[TASK TO COMPLETE] Filter the records below down to lines containing "green".
==============================
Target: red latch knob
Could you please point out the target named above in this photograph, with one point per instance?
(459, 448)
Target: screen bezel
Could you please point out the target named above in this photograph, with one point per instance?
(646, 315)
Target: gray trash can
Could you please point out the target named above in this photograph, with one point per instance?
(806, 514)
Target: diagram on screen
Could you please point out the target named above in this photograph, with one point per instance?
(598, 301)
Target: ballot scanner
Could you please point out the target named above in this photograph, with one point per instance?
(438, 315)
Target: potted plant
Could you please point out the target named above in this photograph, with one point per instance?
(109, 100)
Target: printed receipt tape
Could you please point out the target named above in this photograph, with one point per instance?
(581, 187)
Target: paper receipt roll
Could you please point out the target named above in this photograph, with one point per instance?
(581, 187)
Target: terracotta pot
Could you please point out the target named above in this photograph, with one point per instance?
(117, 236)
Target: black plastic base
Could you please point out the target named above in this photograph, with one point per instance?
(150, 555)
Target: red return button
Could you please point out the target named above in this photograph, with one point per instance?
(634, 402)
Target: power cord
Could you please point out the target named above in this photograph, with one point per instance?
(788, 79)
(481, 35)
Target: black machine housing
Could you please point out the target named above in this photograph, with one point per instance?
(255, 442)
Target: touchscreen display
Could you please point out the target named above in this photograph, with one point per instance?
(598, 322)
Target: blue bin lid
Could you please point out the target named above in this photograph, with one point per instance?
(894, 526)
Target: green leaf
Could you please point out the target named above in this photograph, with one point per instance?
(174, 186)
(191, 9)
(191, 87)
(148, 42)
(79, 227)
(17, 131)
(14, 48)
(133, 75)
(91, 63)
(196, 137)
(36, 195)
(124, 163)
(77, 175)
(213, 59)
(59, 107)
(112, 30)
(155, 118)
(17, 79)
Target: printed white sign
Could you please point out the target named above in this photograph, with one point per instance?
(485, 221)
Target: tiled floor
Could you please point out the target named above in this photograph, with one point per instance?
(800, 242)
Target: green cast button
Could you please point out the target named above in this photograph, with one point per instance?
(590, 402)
==============================
[RESPONSE BELOW]
Target: green leaf
Target: green cast button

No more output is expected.